*** TRECHO DO DOCUMENTO
Além disso, \[ \sqrt{\sigma_{11}\sigma_{22} - \sigma_{12}^2} = \sqrt{\sigma_{11}\sigma_{22}-\rho^2\sigma_{11}\sigma_{22}} = \sqrt{\sigma_{11} \sigma_{22}} \sqrt{1-\rho^2} \]

Assim temos que \[ \begin{aligned} &f^{\boldsymbol{X}}(x_1, x_2) \\&= \frac{1}{2\pi \sqrt{\sigma_{11}, \sigma_{22}} \sqrt{1-\rho^2}} \mathrm{Exp} \left\{ -\frac{1}{2(1-\rho^2)} \left(\frac{(x_1-\mu_1)^2}{\sigma_{11}} -2\rho\frac{(x_1 - \mu_1)(x_2 - \mu_2)}{\sqrt{\sigma_{11}\sigma_{22}}} + \frac{(x_2 - \mu_2)^2}{\sigma_{22}} \right) \right\} \end{aligned} \]

38.2 Modelo estatístico

Dizemos que \(\boldsymbol{X} = \left(\begin{array}{c} X_1 \\ \vdots \\ X_d \end{array}\right)\) é um vetor aleatório populacional normal multivariado se \(\boldsymbol{X}_n \sim N_d(\boldsymbol{\mu}, \Sigma)\), em que o vetor de parâmetros é \[ \theta = \left[\begin{array}{c} \mu_1 \\ \vdots \\ \mu_d \\ \sigma_{11} \\ \vdots \\ \sigma_{d1} \\ \vdots \\ \sigma_{dd} \end{array}\right] = \left[\begin{array}{c} \boldsymbol{\mu} \\ \mathrm{vech}\Sigma \end{array}\right] = (\boldsymbol{\mu}^T, (\mathrm{vech}\Sigma)^T)^T \]

em que \(\mathrm{vech}\Sigma\) é o vetor coluna com os elementos da triangular superior da matriz removidos: \[ \mathrm{vech} \left(\begin{array}{cc}\sigma_{11} & \sigma_{12} \\ \sigma_{12} & \sigma_{22} \end{array}\right) = \left(\begin{array}{c} \sigma_{11} \\ \sigma_{12} \\ \sigma_{22} \end{array}\right) \]

38.3 Amostra aleatória de uma normal multivariada

Dizemos que \(\boldsymbol{X}_1,\dots, \boldsymbol{X}_n\) é uma amostra aleatória de \(\boldsymbol{X} \sim N_d(\boldsymbol{\mu}, \Sigma)\) se, e somente se, \(\boldsymbol{X}_1,\dots,\boldsymbol{X}_n\) são independentes e \(\boldsymbol{X}_i \sim N_d(\boldsymbol{\mu}, \Sigma), i = 1, \dots, n\).
******
CONJUNTO DE TAREFAS:
[1] Transcreva a parte do trecho sobre a normal multivariada que começa em "38.3 Amostra aleatória" e vai até "1, \dots, n\).".
[2] No trecho sobre a normal multivariada, liste todos os componentes do vetor obtido ao aplicar vech à matriz 2×2 do exemplo.
*** ENTRADAS FORNECIDAS
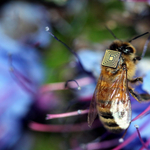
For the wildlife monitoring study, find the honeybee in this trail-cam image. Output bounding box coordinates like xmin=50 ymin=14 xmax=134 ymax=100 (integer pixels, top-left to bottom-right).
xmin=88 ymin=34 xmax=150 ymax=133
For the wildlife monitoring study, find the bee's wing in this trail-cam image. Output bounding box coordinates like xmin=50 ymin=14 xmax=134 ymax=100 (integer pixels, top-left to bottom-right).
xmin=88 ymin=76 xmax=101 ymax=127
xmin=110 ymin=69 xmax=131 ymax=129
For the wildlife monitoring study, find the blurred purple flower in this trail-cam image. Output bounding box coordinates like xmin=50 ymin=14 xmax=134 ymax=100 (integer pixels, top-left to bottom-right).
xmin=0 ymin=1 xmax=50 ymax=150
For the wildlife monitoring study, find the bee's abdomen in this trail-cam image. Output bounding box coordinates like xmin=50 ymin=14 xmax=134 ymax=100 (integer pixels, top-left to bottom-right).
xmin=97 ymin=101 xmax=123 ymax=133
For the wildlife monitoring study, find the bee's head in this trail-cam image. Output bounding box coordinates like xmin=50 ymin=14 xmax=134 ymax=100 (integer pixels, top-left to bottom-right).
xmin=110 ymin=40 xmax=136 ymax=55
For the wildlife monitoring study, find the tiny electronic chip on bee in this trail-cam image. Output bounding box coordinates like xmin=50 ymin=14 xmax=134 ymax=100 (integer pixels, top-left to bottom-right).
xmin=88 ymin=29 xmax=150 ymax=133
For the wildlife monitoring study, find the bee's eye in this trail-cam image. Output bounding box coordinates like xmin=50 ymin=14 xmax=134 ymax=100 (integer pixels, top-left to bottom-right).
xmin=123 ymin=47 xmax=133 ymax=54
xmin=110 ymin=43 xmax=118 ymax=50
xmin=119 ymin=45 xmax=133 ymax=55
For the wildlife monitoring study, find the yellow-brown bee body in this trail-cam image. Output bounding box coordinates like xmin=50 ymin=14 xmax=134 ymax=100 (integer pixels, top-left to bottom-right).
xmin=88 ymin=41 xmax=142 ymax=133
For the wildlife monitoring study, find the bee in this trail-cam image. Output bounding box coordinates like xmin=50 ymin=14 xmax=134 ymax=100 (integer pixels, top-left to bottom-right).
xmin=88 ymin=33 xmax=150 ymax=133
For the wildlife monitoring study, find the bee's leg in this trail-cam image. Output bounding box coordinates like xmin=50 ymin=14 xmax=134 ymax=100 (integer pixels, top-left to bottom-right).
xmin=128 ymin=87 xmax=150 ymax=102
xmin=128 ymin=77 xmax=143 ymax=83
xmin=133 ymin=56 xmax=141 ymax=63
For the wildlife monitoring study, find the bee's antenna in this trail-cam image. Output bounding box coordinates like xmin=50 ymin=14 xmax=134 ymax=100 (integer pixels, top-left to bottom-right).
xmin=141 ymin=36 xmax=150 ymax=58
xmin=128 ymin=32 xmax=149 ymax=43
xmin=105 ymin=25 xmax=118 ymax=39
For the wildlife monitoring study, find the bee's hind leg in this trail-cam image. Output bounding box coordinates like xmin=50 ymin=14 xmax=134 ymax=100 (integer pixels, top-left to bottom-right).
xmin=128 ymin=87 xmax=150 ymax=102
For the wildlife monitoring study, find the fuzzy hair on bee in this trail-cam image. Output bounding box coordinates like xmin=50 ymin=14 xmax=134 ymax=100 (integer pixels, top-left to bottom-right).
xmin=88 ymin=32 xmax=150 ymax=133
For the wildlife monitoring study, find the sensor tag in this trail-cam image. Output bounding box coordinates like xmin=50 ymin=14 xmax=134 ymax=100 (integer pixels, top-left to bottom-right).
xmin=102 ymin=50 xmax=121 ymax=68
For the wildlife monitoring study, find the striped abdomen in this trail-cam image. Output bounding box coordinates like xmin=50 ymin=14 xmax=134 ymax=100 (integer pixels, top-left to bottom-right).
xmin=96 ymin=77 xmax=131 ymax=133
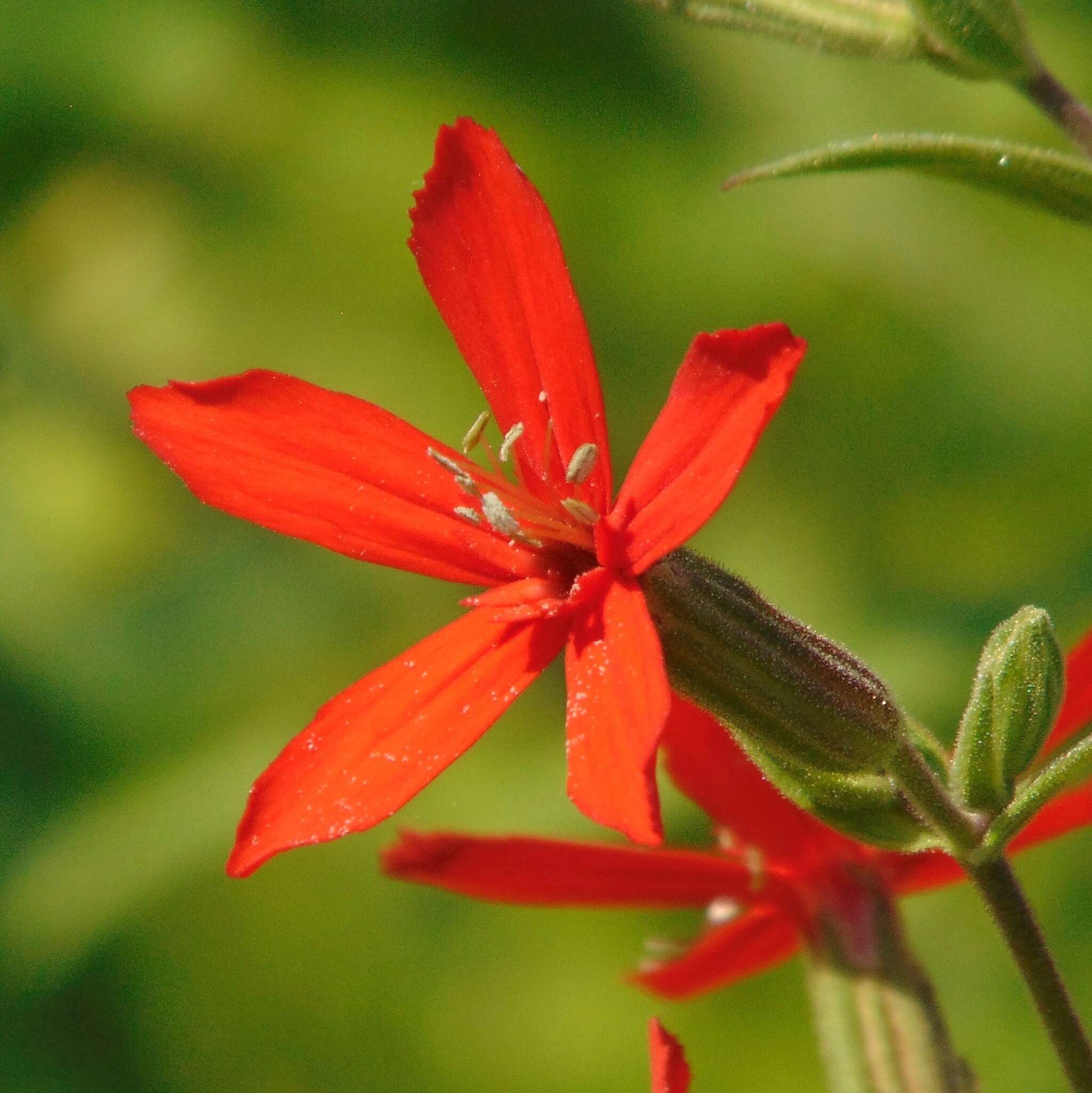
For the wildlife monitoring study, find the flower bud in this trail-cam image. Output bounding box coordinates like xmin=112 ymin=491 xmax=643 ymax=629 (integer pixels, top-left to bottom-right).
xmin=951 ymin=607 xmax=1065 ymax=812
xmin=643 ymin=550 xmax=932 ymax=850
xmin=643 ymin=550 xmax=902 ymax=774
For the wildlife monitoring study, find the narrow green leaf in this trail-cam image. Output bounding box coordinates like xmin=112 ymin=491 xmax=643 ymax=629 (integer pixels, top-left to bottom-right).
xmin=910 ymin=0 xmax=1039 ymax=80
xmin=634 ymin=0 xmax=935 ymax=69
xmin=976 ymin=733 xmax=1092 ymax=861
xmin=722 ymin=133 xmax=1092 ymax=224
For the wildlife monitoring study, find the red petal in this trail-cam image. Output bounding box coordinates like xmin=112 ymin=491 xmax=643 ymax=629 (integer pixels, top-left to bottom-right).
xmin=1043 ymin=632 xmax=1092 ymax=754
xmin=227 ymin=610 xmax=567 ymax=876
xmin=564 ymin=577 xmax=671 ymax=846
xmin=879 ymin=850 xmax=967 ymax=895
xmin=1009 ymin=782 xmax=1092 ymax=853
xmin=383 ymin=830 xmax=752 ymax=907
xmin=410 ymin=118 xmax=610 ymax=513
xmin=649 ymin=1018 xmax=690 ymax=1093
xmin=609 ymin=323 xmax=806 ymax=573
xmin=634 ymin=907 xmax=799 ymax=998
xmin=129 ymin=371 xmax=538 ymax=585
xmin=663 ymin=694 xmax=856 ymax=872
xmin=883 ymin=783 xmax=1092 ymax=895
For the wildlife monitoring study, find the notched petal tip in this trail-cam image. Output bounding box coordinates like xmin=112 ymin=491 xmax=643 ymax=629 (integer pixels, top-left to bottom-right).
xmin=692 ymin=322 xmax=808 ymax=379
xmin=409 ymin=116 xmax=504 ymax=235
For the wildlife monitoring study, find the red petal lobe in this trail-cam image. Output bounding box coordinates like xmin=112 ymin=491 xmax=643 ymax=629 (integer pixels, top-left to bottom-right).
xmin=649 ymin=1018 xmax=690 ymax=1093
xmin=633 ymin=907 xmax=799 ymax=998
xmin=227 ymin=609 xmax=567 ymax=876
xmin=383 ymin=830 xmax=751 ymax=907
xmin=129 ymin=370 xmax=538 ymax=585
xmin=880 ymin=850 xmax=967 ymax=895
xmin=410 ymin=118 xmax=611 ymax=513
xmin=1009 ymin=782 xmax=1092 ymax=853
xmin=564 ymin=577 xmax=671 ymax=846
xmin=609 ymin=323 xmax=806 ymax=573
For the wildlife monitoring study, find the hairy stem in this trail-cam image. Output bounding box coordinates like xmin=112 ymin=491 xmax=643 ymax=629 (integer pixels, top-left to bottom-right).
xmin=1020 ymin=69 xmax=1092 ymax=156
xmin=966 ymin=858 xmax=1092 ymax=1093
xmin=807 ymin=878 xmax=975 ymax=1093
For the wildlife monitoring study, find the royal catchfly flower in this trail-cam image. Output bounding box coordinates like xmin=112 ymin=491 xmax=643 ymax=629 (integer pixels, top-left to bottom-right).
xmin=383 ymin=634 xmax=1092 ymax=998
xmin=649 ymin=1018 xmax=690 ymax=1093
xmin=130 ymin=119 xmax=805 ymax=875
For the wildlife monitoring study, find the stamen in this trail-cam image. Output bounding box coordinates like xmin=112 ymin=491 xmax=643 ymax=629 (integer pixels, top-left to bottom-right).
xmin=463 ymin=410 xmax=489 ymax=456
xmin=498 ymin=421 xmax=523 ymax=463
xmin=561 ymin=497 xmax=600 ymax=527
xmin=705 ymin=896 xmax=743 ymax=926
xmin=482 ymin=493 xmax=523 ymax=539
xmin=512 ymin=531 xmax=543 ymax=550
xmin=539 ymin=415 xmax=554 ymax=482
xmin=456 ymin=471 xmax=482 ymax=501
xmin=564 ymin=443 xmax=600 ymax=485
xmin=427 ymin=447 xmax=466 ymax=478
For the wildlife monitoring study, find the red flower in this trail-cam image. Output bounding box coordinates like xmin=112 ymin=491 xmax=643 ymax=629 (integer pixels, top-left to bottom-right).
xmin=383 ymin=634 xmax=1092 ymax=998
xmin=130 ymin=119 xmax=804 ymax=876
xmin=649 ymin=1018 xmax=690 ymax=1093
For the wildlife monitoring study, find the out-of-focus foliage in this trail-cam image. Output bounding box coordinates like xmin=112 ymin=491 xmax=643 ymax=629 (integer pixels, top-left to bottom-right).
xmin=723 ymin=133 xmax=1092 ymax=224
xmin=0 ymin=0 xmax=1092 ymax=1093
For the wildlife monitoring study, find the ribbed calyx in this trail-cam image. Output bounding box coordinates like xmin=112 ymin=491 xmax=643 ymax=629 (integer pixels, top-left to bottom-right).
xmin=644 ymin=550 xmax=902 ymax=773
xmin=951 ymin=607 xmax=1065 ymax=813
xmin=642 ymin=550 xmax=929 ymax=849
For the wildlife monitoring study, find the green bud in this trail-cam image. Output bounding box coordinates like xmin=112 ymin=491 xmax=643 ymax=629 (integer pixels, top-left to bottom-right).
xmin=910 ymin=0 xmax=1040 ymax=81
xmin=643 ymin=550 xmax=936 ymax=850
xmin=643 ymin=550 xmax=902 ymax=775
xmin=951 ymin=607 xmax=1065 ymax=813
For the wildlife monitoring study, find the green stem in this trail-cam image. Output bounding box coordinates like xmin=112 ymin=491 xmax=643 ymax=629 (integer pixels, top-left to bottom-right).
******
LISTA DE SOLUÇÕES:
[1]
38.3 Amostra aleatória de uma normal multivariada

Dizemos que \(\boldsymbol{X}_1,\dots, \boldsymbol{X}_n\) é uma amostra aleatória de \(\boldsymbol{X} \sim N_d(\boldsymbol{\mu}, \Sigma)\) se, e somente se, \(\boldsymbol{X}_1,\dots,\boldsymbol{X}_n\) são independentes e \(\boldsymbol{X}_i \sim N_d(\boldsymbol{\mu}, \Sigma), i = 1, \dots, n\).

[2] σ₁₁, σ₁₂, σ₂₂